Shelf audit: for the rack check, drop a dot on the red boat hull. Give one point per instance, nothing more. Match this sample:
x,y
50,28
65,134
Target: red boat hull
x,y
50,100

_WHAT THIS TASK INVOLVES:_ Copy all the data. Match it exactly.

_ANSWER SPACE:_
Shelf audit: for the rack check, drop a dot on the red boat hull. Give one point per instance, nothing more. Match this sample:
x,y
50,28
65,134
Target: red boat hull
x,y
50,100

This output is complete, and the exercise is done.